- SHORT TASK
Go through the records underneath and write each one out again exactly.

Dataset rows
** begin **

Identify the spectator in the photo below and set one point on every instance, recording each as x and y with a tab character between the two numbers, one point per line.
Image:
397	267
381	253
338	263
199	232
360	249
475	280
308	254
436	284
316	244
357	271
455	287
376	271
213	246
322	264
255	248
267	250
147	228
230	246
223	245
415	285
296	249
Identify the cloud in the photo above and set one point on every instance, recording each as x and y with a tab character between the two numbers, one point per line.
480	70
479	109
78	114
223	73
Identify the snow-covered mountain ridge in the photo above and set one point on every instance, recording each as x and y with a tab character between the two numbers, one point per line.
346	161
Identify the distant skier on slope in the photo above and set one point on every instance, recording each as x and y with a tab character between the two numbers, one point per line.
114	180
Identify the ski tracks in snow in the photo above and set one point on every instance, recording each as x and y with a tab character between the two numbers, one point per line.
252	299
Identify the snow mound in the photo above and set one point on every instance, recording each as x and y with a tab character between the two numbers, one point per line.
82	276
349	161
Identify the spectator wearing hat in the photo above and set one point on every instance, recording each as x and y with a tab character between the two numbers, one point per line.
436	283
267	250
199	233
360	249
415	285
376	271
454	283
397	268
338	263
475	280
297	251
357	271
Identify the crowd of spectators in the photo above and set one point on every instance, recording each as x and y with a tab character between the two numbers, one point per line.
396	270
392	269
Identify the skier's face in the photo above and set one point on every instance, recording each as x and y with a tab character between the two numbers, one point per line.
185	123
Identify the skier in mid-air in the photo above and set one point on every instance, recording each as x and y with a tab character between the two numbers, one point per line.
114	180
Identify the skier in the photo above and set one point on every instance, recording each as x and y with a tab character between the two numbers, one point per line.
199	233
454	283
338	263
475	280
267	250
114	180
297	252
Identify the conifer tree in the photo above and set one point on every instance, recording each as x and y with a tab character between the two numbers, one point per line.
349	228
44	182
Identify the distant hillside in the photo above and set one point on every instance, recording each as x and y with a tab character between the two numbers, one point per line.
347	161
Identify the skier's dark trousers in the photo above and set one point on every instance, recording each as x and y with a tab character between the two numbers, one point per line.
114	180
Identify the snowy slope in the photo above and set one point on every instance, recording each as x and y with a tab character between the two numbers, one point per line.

** end **

- TASK SOLUTION
Identify the spectator in the photo below and set one point on every instance, recording each as x and y with a tab character between the two numbers, one point per line.
Image:
397	267
381	253
338	263
199	232
360	249
475	280
308	254
436	284
316	244
357	271
455	287
376	271
213	246
322	264
255	248
267	250
147	228
230	246
223	245
415	285
296	249
Identify the cloud in the photo above and set one point on every instance, recording each as x and y with a tab character between the two numbers, one point per line.
480	70
479	109
78	114
223	73
Identify the snow-covered mountain ridge in the photo above and set one point on every instance, recording each as x and y with a tab character between the two numbers, one point per line.
346	161
Identify the distant skier on slope in the photo above and set one point on every instance, recording each as x and y with a tab character between the two numbers, one point per line.
114	180
Identify the ski tracks in snow in the photo above and set one point on every instance, recording each as x and y with a tab character between the two numbers, one point per line.
252	299
Identify the snow mound in the photo above and set one point on every instance, recording each as x and y with a tab character between the two numbers, one point per line.
82	276
349	161
Identify the spectator wearing hat in the photo above and set one point on every instance, recording each as x and y with a tab character between the two numbers, one point per line.
436	283
267	250
199	233
360	249
415	285
376	271
454	283
397	268
338	263
475	280
297	251
357	271
Identify the crowd of spectators in the photo above and set one point on every instance, recording each as x and y with a tab character between the two numbers, one point per line.
396	270
392	269
Identify the skier's face in the photo above and set one point on every instance, recording each as x and y with a tab character between the two numbers, one point per line.
185	123
Identify the skier in mid-air in the photo above and set one point on every instance, recording each as x and y with a tab character between the two numbers, one point per line.
114	180
Identify the skier in the photo above and set one point on every instance, recording each as x and y with a tab character between the two numbers, one point per line.
199	233
454	283
338	263
475	280
267	250
114	180
297	252
Identify the conifer tree in the photo above and set one point on every instance, recording each as x and y with a tab character between the two numbers, one point per line.
349	228
44	182
Identify the distant hillside in the photo above and set one point on every instance, recording each as x and y with a tab character between the two numbers, one point per line.
347	161
Identify the skier's dark trousers in the photo above and set one point on every instance, recording each as x and y with a tab character between the two numbers, one point per line.
114	180
Identify the snowy slope in the photo above and set one point on every instance, recording each as x and y with a tab character between the two numbers, one point per line.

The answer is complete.